▸ **Problem requirements**: On the patent page below, which company is named as the original assignee?

▸ **Page**:
EP1244124A1

EP1244124A1 - A spring-operated energy accumulation control for medium and high-voltage circuit breakers

Info

Publication number: EP1244124A1
Application number: EP01830197A
Authority: EP
Inventors: Matteo Anelli; Oris Lorenzoni; Giuseppe Ziliani
Original assignee: Technoelectric Srl
Current assignee: Technoelectric Srl
Priority date: 2001-03-21
Filing date: 2001-03-21
Publication date: 2002-09-25

Abstract

A spring-operated energy accumulation control for medium and high-voltage circuit breakers.

A first shaft (30) carrying a partially toothed ratchet wheel (31) that can rotate about its longitudinal axis and a second shaft (32) having its axis parallel to and eccentric with respect to the axis of the first shaft (30) and carrying the first end of a crank (33) that rotates around the second shaft axis, the said toothed wheel (31) is associated with a ratchet device (34) and carries a dragging means (38) and a blocking means (39) to bring it to a halt against a closing release device (44); the toothed wheel carries also means (40) for connecting the free end of a closing spring (41) and the said crank (33) carries an opening release device (45) at its second end which is linked to the first end of a manoeuvering bar (46) that in association with the lever mechanisms (47, 48, 49, 51, 52), the transmission shaft (50) and the opening spring (53) cause the closing and opening of a circuit breaker pole (54).

▸ **Entries provided**:
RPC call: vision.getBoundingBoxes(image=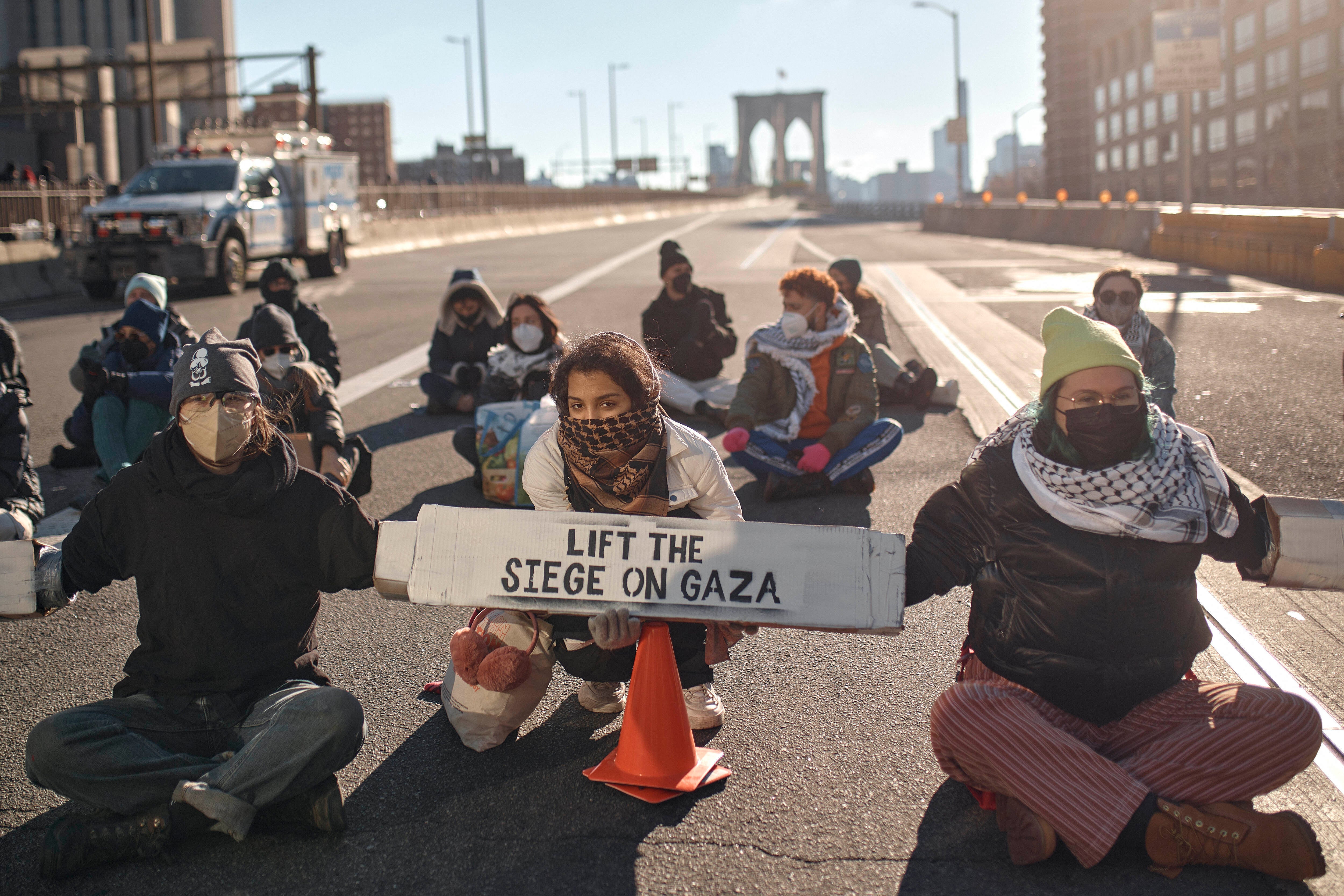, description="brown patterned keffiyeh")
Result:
[555,402,668,516]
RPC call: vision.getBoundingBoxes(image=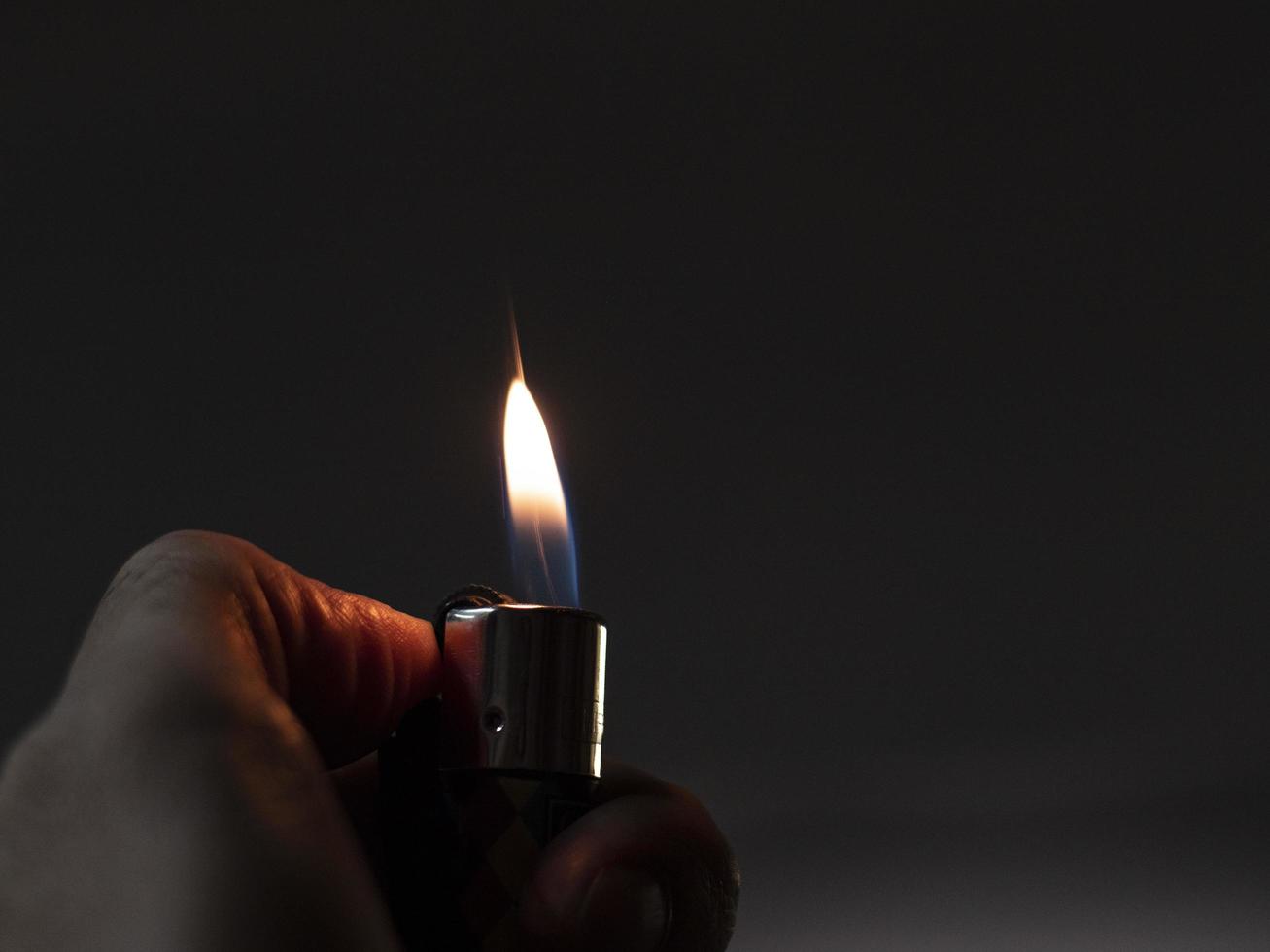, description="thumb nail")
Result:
[580,866,670,952]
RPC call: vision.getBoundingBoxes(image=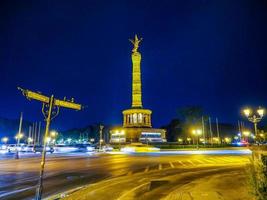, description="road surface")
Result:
[0,153,253,199]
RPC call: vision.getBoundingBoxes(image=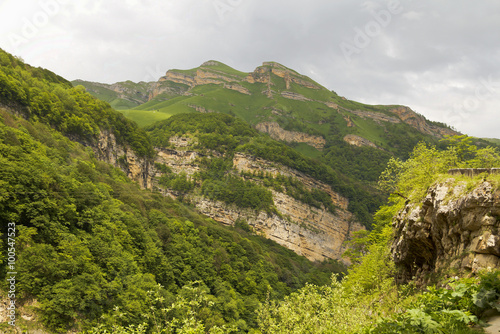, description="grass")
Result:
[118,109,192,127]
[203,60,248,78]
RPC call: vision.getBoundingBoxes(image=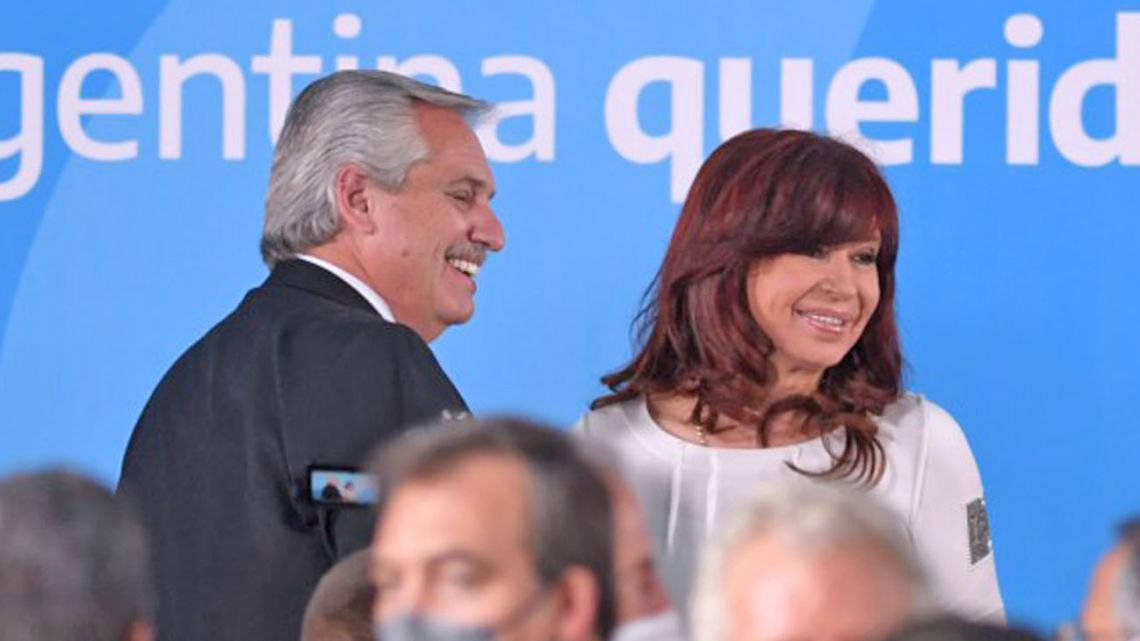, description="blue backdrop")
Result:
[0,0,1140,625]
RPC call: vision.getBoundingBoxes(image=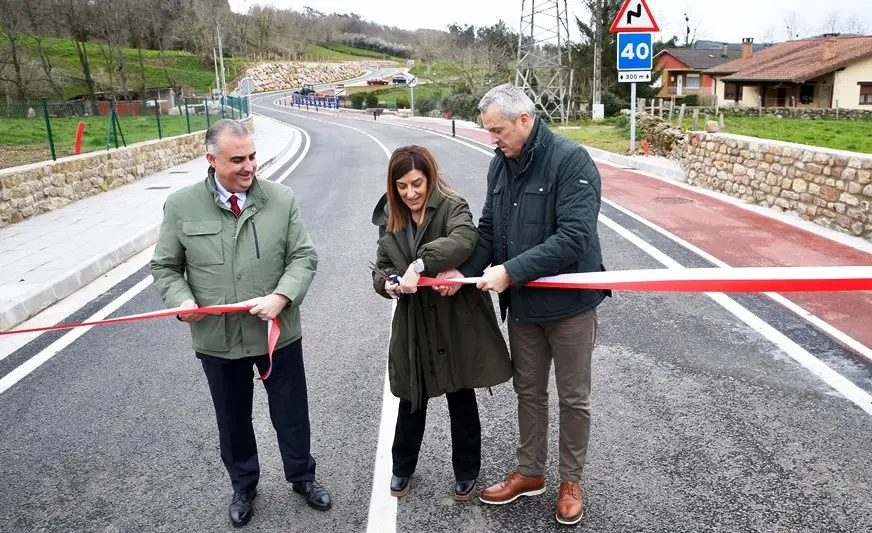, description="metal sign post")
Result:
[609,0,660,154]
[238,78,257,115]
[406,76,418,117]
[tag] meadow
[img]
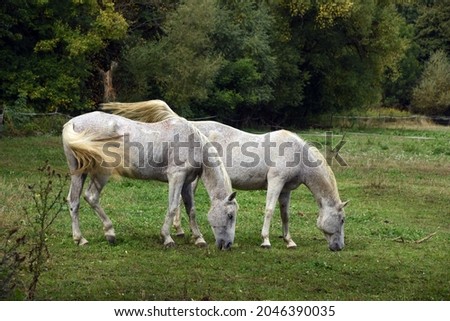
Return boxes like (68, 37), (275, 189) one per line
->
(0, 127), (450, 300)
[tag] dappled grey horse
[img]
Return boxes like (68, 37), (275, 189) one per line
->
(63, 112), (237, 249)
(103, 100), (347, 251)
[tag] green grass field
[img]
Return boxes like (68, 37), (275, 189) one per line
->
(0, 128), (450, 300)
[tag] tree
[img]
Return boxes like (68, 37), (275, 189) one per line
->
(202, 1), (278, 121)
(412, 50), (450, 115)
(416, 0), (450, 61)
(126, 0), (222, 117)
(0, 0), (127, 111)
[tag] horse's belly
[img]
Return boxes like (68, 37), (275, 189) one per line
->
(229, 172), (267, 190)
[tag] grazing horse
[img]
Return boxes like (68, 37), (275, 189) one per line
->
(62, 112), (237, 249)
(102, 100), (347, 251)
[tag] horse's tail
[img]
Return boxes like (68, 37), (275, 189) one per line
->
(62, 121), (124, 175)
(101, 99), (180, 123)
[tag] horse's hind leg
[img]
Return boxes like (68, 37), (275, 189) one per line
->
(261, 176), (284, 248)
(278, 191), (297, 249)
(181, 184), (207, 247)
(67, 174), (88, 245)
(173, 200), (184, 237)
(84, 174), (116, 244)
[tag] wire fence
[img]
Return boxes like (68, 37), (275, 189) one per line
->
(331, 115), (450, 127)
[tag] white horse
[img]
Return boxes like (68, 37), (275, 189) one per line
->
(103, 100), (347, 251)
(62, 112), (237, 249)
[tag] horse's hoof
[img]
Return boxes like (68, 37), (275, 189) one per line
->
(106, 235), (116, 245)
(286, 240), (297, 249)
(75, 237), (89, 246)
(164, 241), (175, 249)
(195, 241), (208, 247)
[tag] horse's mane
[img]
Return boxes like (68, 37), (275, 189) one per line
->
(101, 99), (180, 123)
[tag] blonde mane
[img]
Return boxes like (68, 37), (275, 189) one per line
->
(101, 99), (180, 123)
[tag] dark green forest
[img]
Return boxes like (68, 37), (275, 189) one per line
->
(0, 0), (450, 127)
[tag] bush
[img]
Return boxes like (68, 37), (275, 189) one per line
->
(412, 50), (450, 115)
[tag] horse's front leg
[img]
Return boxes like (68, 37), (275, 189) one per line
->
(181, 184), (207, 247)
(173, 204), (184, 237)
(161, 173), (185, 247)
(278, 191), (297, 249)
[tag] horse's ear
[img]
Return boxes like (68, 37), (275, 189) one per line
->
(228, 192), (236, 202)
(339, 201), (350, 209)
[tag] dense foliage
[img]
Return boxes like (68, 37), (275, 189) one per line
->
(0, 0), (450, 126)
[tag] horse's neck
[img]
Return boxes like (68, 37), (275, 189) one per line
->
(304, 160), (340, 206)
(202, 160), (232, 201)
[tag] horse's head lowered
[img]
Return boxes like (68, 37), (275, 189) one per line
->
(317, 201), (348, 251)
(208, 192), (238, 250)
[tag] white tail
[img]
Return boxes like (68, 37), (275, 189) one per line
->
(62, 122), (124, 174)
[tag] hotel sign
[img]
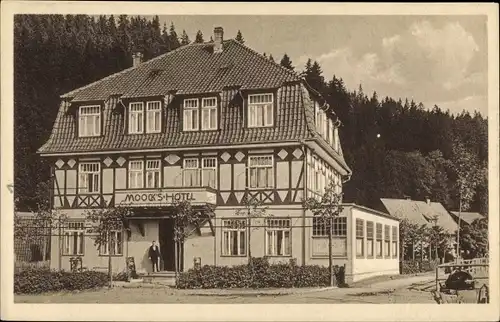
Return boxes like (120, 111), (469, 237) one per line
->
(115, 188), (216, 207)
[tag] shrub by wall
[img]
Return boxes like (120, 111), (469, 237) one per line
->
(177, 258), (344, 289)
(14, 268), (108, 294)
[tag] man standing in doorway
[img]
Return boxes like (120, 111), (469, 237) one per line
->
(149, 240), (160, 272)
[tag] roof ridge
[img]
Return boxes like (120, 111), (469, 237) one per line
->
(60, 43), (197, 98)
(229, 38), (298, 81)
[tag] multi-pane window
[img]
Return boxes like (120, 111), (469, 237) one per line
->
(266, 219), (292, 256)
(313, 217), (347, 237)
(183, 98), (199, 131)
(392, 226), (398, 258)
(78, 162), (101, 193)
(376, 223), (382, 257)
(128, 160), (144, 189)
(146, 160), (161, 188)
(99, 230), (123, 255)
(366, 221), (374, 257)
(201, 158), (217, 188)
(63, 221), (85, 255)
(248, 94), (274, 127)
(78, 105), (101, 137)
(146, 101), (161, 133)
(248, 155), (274, 188)
(201, 97), (217, 130)
(182, 158), (200, 187)
(356, 218), (365, 257)
(384, 225), (391, 258)
(128, 102), (144, 134)
(222, 219), (247, 256)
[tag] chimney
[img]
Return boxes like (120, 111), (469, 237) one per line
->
(132, 51), (142, 67)
(214, 27), (224, 53)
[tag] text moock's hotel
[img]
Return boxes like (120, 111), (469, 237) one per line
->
(39, 28), (399, 281)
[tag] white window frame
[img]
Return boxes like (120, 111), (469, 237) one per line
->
(145, 159), (161, 188)
(128, 102), (144, 134)
(182, 98), (200, 131)
(78, 162), (101, 194)
(146, 101), (162, 133)
(201, 157), (217, 189)
(265, 218), (292, 257)
(78, 105), (101, 137)
(63, 221), (85, 256)
(247, 93), (274, 128)
(182, 158), (201, 187)
(221, 219), (248, 257)
(128, 160), (144, 189)
(99, 230), (123, 256)
(201, 96), (218, 131)
(247, 154), (275, 190)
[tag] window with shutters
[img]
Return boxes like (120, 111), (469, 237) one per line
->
(201, 97), (217, 130)
(183, 98), (199, 131)
(128, 102), (144, 134)
(248, 155), (274, 189)
(222, 219), (247, 256)
(63, 221), (85, 255)
(356, 218), (365, 257)
(78, 105), (101, 137)
(182, 158), (200, 187)
(384, 225), (391, 258)
(146, 160), (161, 188)
(391, 226), (398, 258)
(376, 223), (382, 258)
(128, 160), (144, 189)
(248, 93), (274, 127)
(266, 219), (292, 256)
(146, 101), (161, 133)
(366, 221), (375, 258)
(99, 230), (123, 256)
(78, 162), (101, 193)
(201, 158), (217, 189)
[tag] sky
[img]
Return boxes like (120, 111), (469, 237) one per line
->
(156, 15), (488, 116)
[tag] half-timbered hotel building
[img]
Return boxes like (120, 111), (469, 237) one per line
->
(39, 28), (398, 280)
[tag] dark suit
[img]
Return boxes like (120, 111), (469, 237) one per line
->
(149, 245), (160, 272)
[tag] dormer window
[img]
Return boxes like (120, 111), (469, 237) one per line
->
(183, 98), (199, 131)
(201, 97), (217, 130)
(78, 105), (101, 137)
(146, 101), (161, 133)
(128, 102), (144, 134)
(248, 93), (274, 127)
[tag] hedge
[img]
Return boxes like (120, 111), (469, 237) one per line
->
(176, 258), (345, 289)
(14, 268), (109, 294)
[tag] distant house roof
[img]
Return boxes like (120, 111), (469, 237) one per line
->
(451, 211), (484, 225)
(380, 198), (458, 233)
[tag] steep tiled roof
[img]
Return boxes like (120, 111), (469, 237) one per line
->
(451, 211), (484, 225)
(62, 40), (300, 101)
(380, 198), (457, 233)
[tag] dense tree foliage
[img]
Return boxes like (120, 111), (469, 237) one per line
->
(14, 15), (488, 218)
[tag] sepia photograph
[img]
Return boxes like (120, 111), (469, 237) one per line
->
(1, 2), (499, 320)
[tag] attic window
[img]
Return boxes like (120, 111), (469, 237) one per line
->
(78, 105), (101, 137)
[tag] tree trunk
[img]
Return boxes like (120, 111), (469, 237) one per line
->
(108, 254), (113, 288)
(328, 217), (335, 286)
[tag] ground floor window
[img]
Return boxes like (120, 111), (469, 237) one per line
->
(376, 224), (382, 257)
(99, 230), (123, 255)
(222, 219), (247, 256)
(63, 221), (85, 255)
(266, 219), (292, 256)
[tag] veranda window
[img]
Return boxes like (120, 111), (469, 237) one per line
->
(266, 219), (292, 256)
(222, 219), (247, 256)
(248, 155), (274, 189)
(78, 162), (101, 193)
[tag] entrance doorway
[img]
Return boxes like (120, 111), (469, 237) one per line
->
(158, 218), (183, 272)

▸ **The result**: Technoelectric Srl